(Stored records)
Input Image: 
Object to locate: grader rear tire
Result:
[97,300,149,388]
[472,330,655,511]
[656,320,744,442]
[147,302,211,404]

» SHORT PROBLEM
Update the items by replacing "rear tire" with "front tire", and write the lines out again with nothing else changed.

» FULL RESPONSE
Input Image: 
Object to locate: grader front tire
Result:
[97,300,149,388]
[472,330,655,511]
[656,320,744,442]
[147,302,211,404]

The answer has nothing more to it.